§ **Seitentext**
Nicht nur das BMG wusste scheinbar bescheid, lt. Timeline des RBB wusste auch die EMA bescheid. Dazu wusste die EFO (griechische Behörde) von den illegalen Machenschaften der Apotheke und hat keinen Rückruf initiiert, obwohl die EFO wusste, dass Arzneimittel außerhalb der dezidierten Vertriebskette gehandelt werden (und sich somit um gefälschte Arzneimittel handeln), sowie, dass die griechische Apotheke keine Großhandelserlaubnis hatte.
Dazu kommt, dass Lunapharma Einsprüche gegen die Anordnungen des LAVG beim VG eingereicht hat. Dort lag es bummelig 10 Monate (7. Juni 17 - 17. April 18) und da der Einspruch aufschiebende Wirkung hat, durfte, gemäß Recht, Lunapharma TROTZ Einschreiten des LAVG weiterhin agieren. Die Rücknahme der Großhandelserlaubnis vom 20. Juli 18 wird am 26. Juli vom VG kassiert, somit durfte Lunapharma durch seinen Einspruch auch wieder weiter seinen Großhandel betreiben.
Kurz: es gab Verfehlungen des LAVG, jedoch auch des BMG, der EMA, der EOF. Dazu hat Lunapharma alle Rechtskniffe genutzt, um trotzdem weitermachen zu können.

Gesammelte Dateneinträge:
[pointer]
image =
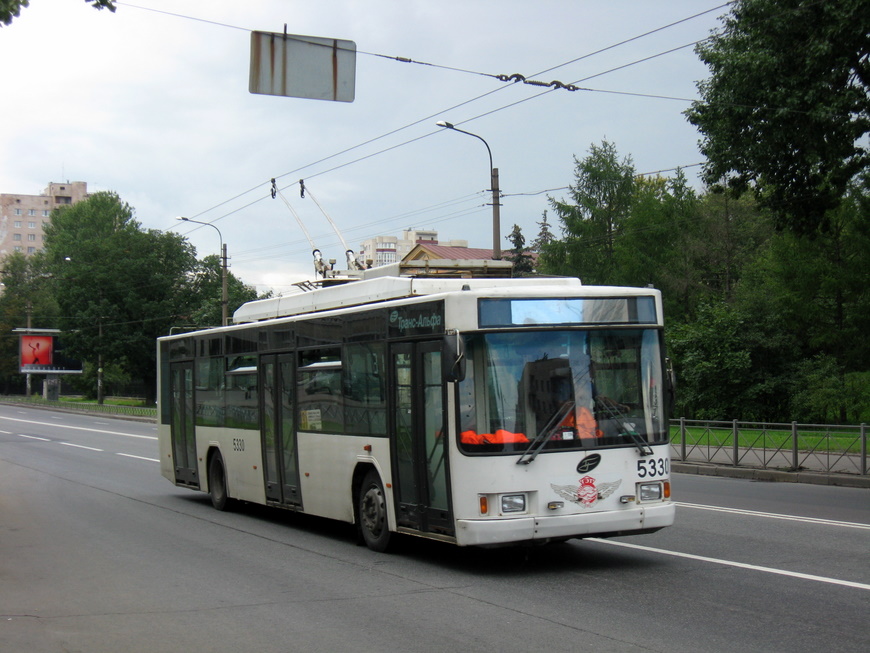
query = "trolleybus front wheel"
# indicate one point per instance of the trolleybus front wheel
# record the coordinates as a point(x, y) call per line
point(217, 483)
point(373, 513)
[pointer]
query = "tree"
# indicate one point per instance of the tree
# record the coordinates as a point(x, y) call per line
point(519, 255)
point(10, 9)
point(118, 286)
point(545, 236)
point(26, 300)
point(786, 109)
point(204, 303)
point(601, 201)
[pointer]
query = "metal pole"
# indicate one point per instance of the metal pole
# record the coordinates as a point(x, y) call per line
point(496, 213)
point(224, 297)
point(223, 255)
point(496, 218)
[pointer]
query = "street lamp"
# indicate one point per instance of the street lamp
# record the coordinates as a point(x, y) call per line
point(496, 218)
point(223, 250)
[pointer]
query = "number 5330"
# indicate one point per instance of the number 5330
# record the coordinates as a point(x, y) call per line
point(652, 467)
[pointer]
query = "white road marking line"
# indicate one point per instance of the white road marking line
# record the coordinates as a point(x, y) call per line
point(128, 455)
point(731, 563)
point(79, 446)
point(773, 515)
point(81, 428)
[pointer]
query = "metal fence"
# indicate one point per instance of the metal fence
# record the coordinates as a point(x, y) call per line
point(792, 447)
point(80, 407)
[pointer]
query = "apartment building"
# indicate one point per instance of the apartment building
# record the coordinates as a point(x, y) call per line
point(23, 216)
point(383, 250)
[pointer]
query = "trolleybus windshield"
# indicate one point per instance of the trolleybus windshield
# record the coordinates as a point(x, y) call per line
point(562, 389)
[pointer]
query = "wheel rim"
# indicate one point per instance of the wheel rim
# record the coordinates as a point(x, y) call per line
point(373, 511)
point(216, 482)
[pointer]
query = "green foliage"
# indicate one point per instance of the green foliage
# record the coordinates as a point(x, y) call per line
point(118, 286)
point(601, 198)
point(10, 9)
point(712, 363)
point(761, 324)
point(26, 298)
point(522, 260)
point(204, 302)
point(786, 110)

* * *

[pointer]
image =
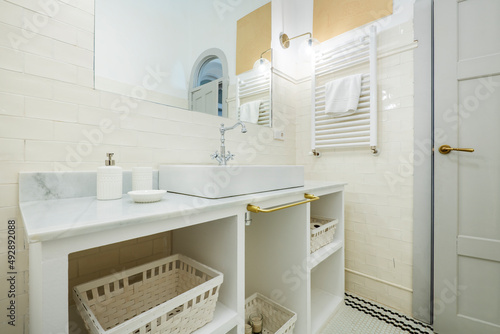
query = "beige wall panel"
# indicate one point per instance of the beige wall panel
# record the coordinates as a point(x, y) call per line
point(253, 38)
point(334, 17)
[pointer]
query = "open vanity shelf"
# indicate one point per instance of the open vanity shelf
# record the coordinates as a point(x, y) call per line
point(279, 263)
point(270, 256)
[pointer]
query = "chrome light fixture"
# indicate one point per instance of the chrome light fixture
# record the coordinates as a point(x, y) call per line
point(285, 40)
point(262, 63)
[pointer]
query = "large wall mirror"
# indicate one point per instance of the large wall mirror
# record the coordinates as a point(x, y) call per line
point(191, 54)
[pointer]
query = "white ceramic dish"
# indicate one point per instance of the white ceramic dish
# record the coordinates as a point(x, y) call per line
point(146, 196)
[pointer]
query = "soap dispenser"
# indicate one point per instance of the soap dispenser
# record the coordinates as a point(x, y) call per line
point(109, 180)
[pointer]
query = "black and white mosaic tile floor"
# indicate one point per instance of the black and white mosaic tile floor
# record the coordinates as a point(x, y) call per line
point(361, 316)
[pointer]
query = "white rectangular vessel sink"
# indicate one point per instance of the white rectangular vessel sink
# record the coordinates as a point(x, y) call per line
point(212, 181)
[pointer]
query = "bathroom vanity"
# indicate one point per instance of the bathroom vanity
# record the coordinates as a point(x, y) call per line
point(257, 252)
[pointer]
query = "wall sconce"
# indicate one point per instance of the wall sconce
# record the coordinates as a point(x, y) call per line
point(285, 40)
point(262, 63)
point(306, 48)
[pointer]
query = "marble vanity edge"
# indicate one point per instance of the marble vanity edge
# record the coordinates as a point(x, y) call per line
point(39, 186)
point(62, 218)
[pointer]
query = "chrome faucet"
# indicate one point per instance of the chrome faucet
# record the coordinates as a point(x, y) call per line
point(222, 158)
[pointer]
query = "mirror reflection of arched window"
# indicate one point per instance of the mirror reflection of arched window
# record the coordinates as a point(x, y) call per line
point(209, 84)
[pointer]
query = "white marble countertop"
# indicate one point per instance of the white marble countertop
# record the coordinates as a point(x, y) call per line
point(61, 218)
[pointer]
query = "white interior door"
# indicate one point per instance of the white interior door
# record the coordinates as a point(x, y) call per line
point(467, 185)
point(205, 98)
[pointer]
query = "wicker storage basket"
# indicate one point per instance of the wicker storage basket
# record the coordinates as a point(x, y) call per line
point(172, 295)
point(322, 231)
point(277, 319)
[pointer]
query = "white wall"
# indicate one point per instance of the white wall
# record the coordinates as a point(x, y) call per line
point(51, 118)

...

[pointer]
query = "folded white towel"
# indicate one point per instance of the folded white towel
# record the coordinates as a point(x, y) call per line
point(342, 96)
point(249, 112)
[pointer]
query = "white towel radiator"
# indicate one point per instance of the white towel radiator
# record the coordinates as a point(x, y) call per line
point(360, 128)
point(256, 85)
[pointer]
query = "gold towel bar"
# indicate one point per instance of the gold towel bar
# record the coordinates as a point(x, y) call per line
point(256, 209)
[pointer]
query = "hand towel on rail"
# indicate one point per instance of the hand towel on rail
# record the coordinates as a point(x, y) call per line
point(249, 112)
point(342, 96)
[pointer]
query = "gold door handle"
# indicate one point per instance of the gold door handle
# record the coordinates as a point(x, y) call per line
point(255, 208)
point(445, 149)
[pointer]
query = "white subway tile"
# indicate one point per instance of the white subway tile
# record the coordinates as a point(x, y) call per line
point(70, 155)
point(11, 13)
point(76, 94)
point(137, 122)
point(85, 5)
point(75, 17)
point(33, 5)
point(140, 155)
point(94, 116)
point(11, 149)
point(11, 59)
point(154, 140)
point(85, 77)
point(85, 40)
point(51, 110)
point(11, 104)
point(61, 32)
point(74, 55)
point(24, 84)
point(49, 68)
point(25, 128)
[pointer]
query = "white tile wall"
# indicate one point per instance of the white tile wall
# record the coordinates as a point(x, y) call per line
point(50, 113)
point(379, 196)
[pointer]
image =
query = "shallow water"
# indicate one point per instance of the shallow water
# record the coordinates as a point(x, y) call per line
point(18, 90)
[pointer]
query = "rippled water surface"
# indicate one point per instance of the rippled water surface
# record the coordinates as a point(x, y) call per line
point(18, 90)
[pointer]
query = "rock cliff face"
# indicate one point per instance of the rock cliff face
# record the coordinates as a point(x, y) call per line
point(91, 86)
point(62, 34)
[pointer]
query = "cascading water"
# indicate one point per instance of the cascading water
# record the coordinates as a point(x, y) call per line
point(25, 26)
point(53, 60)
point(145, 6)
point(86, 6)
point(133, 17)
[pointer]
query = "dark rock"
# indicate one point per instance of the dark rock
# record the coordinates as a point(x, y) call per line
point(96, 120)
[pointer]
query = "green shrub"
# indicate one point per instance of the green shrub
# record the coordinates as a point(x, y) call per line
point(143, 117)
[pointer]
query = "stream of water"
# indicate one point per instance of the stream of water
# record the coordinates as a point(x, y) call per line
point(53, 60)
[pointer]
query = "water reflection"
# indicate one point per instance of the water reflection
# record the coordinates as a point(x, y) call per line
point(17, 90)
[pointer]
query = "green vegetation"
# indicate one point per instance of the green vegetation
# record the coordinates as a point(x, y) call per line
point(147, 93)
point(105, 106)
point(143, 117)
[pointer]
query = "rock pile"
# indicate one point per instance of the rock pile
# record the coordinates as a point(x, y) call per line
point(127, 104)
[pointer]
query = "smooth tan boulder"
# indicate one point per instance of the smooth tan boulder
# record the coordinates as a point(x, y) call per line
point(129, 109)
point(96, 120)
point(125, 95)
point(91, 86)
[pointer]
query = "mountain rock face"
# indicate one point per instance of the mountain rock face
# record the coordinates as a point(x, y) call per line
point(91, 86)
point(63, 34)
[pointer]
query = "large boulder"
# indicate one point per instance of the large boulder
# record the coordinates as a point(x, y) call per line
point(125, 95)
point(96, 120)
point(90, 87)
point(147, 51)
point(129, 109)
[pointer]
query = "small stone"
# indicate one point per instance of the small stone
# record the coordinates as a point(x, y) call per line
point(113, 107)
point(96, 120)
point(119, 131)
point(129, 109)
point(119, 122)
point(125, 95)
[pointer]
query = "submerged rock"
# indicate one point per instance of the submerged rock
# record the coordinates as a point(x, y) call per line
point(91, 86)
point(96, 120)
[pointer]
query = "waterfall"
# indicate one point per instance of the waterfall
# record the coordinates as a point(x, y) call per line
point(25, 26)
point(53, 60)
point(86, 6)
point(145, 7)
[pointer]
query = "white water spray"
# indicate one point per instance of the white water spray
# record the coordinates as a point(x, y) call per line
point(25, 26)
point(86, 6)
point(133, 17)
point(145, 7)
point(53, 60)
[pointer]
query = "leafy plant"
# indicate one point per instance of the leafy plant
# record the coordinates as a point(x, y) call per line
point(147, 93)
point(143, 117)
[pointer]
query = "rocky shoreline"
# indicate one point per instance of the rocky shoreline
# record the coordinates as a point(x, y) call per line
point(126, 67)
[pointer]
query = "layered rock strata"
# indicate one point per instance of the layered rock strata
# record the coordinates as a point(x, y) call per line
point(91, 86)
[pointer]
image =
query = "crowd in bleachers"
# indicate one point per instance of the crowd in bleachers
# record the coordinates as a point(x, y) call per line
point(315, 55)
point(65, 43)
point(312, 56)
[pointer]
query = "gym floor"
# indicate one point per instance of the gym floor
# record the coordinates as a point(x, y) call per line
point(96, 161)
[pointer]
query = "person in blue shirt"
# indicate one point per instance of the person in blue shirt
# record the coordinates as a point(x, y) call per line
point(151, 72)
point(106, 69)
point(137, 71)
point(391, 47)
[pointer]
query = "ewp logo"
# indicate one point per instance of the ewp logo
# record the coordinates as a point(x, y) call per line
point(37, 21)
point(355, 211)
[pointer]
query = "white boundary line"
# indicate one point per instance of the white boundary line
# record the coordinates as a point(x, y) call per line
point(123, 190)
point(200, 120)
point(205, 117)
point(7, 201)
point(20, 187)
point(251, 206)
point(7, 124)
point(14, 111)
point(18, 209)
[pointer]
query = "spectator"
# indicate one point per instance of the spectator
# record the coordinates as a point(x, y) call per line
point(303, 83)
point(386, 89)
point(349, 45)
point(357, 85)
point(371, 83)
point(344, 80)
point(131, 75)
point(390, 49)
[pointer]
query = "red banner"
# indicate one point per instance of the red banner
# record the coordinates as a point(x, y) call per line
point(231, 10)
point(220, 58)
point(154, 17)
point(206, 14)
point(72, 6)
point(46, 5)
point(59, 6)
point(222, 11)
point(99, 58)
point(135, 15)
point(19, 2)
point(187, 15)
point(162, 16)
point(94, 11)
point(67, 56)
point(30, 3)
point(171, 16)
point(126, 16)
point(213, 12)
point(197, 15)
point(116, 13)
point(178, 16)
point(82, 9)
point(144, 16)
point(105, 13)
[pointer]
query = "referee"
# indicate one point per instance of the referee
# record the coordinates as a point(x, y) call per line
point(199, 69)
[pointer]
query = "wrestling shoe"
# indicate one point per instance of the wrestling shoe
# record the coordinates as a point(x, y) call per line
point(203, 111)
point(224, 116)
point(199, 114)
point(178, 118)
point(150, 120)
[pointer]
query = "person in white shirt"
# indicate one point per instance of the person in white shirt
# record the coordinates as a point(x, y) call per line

§ **Arbeitsauftrag**
Drucken Sie aus dem Text über den Fall Lunapharma die Passage von „Kurz: es gab“ bis einschließlich „weitermachen zu können.“ wortgetreu ab.

§ **Lösung**
Kurz: es gab Verfehlungen des LAVG, jedoch auch des BMG, der EMA, der EOF. Dazu hat Lunapharma alle Rechtskniffe genutzt, um trotzdem weitermachen zu können.